Lowell Thomas; THESE ARE THE GOOD OLD DAYS

The man who rode camelback across the desert with Lawrence of Arabia comes motoring around the corner of his estate house in a battered golf cart. His face is set and deadpan, as it appears in thousands of photographs. He has the open-eyed, curious stare of someone long grown used to awesome surprises now mildly wondering when and where the next one will turn up. He is wearing old white golf shoes, gray slacks, a yellow turtleneck sweater, and a red peaked cap.

Beckoning his guest to board the golf cart, he turns the thing around in a wide arc in the driveway and heads toward the first tee.

Lowell Thomas's spacious nine-hole, 3,210-yard golf course in his backyard is a smaller theater of travel than he is used to. But it'll do. Although he has scoured most of this planet, had parts of it named after him, and still continues to circumnavigate the globe, Mr. Thomas negotiates his personal property with the same elan he might exhibit climbing the mountains of Nepal.

-*-

Problems to solve –
**A.** Transcribe the Lowell Thomas profile from "Lowell Thomas; THESE" down to "red peaked cap.".
**B.** Name every item of clothing Lowell Thomas is wearing in the Lowell Thomas profile.
**C.** Answer these from the Lowell Thomas profile:
(i) What vehicle does Thomas drive around the corner of his estate house?
(ii) Toward what does he head after turning around in the driveway?
(iii) How many yards long is the golf course in his backyard?
The listing that comes next has no connection to the Lowell Thomas profile.

Rows from a box labeling dataset –
-*-

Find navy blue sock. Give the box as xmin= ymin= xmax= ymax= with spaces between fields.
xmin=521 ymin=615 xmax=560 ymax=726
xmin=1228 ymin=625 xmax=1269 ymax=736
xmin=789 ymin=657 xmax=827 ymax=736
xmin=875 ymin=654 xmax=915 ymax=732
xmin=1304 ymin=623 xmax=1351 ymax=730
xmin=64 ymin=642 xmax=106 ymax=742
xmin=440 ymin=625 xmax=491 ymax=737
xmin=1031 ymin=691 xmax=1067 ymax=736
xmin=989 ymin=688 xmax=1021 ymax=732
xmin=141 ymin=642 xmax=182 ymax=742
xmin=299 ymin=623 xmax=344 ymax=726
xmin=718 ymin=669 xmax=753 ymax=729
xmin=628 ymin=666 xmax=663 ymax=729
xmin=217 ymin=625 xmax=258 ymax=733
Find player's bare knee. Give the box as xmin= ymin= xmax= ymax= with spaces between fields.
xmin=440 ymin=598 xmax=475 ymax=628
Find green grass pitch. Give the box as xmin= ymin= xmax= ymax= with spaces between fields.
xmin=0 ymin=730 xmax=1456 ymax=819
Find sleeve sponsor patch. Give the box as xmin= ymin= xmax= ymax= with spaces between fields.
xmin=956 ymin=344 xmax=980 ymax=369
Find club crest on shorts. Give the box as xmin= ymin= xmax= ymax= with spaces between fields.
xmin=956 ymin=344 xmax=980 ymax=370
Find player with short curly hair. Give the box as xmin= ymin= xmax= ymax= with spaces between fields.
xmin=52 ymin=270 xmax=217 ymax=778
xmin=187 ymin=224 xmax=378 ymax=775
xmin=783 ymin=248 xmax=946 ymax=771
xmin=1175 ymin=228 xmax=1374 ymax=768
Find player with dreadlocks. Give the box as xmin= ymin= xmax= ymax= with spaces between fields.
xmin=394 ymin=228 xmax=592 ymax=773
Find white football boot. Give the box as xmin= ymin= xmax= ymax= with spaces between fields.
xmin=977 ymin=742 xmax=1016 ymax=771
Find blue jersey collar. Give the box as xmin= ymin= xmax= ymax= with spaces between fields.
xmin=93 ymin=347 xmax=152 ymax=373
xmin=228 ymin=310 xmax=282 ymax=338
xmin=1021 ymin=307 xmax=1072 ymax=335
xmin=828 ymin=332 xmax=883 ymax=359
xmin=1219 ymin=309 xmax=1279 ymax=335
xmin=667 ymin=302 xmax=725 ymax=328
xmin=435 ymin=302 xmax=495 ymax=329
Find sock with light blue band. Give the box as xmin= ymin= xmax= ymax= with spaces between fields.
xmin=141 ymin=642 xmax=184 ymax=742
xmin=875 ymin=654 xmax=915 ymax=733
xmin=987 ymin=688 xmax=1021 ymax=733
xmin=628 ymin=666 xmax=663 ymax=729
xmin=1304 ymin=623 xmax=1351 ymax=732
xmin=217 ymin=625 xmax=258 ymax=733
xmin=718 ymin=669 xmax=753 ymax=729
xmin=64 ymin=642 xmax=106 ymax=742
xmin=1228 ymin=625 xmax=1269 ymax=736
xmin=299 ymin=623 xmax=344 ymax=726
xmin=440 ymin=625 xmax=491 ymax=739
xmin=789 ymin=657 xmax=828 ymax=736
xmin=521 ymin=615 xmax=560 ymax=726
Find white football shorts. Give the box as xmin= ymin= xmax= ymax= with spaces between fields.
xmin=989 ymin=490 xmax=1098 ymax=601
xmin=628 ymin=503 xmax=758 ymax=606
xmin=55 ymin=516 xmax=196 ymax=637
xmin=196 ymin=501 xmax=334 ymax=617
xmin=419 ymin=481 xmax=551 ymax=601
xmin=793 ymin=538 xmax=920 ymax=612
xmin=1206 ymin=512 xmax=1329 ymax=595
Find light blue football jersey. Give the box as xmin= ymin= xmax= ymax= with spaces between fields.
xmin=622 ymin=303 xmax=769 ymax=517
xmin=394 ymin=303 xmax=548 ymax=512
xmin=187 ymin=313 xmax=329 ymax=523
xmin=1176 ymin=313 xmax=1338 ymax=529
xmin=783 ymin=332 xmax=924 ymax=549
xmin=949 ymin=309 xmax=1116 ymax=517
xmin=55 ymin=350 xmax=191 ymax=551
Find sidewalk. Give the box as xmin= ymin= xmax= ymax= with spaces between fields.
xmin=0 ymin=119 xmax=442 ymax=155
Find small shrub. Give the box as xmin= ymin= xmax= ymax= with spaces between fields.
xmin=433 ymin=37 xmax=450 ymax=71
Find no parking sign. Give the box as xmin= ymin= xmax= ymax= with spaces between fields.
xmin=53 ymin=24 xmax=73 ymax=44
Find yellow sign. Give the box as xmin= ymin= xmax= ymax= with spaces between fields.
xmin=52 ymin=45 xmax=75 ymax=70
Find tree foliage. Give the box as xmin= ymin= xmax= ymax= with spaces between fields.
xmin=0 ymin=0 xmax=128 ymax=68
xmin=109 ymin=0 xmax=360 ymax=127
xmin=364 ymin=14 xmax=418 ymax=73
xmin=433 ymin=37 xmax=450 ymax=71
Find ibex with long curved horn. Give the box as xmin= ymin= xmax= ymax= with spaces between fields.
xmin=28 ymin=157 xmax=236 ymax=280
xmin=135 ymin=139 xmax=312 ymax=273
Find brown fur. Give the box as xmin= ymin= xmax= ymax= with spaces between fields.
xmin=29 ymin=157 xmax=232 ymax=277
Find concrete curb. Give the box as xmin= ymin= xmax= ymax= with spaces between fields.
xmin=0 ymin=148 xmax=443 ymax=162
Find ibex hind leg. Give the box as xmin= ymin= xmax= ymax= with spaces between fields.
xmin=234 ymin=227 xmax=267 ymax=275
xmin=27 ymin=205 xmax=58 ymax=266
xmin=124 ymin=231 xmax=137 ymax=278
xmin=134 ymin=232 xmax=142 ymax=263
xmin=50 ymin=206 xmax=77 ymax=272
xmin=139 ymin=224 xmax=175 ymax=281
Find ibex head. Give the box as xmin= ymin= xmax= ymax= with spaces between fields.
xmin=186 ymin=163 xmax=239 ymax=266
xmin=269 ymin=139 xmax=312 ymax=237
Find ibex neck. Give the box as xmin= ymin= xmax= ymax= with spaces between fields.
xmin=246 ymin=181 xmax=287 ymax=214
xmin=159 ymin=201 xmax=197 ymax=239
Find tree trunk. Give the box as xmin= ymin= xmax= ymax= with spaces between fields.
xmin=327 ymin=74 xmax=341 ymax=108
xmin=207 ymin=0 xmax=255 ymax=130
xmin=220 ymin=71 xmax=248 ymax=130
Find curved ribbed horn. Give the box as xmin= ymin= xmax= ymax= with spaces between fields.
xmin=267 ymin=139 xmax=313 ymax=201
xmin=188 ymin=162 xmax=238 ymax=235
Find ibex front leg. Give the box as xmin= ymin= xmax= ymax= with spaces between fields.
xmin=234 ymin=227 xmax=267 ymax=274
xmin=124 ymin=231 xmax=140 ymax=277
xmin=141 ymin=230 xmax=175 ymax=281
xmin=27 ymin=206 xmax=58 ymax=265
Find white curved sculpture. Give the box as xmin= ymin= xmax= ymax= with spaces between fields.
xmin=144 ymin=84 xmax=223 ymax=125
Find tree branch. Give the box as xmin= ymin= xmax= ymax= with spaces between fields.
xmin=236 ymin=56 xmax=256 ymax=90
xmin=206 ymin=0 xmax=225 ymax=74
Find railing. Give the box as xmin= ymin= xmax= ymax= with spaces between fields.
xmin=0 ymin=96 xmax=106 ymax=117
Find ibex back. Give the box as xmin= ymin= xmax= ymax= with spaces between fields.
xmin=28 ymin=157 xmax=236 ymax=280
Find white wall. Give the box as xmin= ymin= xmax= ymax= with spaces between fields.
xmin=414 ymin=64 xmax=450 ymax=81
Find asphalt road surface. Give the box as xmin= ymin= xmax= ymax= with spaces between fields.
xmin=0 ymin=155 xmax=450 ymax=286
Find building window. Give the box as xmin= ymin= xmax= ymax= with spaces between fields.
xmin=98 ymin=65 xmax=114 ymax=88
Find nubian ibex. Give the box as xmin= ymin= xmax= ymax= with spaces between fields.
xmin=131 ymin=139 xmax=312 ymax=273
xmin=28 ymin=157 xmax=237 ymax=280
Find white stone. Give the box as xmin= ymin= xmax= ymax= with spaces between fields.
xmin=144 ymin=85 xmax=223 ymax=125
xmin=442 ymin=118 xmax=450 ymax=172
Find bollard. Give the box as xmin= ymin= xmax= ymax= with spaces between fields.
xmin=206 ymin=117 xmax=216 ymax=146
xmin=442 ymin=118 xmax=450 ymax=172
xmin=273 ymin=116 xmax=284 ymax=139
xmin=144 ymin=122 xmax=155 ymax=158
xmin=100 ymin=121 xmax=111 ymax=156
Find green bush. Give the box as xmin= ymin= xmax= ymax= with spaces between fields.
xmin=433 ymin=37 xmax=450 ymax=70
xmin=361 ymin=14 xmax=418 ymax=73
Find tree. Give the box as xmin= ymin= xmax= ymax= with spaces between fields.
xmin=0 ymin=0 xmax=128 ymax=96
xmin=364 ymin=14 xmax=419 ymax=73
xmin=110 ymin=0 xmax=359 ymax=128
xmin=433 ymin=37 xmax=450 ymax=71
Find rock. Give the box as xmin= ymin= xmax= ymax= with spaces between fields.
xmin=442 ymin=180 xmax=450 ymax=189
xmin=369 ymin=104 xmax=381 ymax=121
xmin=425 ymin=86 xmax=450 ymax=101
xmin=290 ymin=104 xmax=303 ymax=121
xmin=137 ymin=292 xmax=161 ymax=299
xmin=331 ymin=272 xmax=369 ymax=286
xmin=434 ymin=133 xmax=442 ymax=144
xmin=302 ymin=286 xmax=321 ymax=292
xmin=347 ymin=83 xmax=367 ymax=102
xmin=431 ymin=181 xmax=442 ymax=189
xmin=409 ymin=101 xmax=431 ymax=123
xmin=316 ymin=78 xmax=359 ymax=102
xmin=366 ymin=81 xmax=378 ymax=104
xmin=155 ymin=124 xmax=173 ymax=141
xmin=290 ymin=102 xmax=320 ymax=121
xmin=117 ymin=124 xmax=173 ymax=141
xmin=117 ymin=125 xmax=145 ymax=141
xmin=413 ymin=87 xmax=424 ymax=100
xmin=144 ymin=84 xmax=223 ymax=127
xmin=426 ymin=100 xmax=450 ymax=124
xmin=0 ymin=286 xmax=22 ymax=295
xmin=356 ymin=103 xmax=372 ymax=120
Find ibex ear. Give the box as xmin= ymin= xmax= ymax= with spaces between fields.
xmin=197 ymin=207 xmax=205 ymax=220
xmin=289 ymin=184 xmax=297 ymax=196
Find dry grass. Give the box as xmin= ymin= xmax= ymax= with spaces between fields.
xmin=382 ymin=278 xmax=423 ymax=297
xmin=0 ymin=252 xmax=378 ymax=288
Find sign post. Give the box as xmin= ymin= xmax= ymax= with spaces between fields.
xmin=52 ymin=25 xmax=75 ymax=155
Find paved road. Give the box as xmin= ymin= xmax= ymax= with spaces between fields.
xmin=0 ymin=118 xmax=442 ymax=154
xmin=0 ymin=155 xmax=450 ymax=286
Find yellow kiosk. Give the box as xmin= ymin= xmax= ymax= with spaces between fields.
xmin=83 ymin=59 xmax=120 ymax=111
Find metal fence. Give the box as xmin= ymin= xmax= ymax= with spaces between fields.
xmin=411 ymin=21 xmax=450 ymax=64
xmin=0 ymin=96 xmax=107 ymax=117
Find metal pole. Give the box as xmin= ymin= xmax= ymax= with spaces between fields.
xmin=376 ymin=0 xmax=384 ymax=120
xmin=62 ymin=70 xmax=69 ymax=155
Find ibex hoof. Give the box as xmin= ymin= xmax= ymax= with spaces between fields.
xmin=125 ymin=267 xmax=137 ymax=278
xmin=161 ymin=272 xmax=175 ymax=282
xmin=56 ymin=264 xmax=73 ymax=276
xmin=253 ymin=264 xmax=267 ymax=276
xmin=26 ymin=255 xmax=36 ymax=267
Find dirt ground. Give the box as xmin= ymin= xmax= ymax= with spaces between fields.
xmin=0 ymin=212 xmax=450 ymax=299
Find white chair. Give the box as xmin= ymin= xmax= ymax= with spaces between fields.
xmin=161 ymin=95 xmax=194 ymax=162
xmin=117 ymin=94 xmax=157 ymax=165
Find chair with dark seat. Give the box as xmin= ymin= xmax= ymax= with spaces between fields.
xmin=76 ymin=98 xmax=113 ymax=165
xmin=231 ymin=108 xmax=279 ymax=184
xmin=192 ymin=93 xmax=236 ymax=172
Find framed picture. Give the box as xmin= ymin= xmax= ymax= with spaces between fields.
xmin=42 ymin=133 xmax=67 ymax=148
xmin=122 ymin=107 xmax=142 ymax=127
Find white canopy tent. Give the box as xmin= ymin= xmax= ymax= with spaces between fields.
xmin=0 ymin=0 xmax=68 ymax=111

-*-

Expected outputs –
**A.**
Lowell Thomas; THESE ARE THE GOOD OLD DAYS

The man who rode camelback across the desert with Lawrence of Arabia comes motoring around the corner of his estate house in a battered golf cart. His face is set and deadpan, as it appears in thousands of photographs. He has the open-eyed, curious stare of someone long grown used to awesome surprises now mildly wondering when and where the next one will turn up. He is wearing old white golf shoes, gray slacks, a yellow turtleneck sweater, and a red peaked cap.

**B.**
Old white golf shoes
Gray slacks
A yellow turtleneck sweater
A red peaked cap

**C.**
(i) A battered golf cart
(ii) The first tee
(iii) 3,210 yards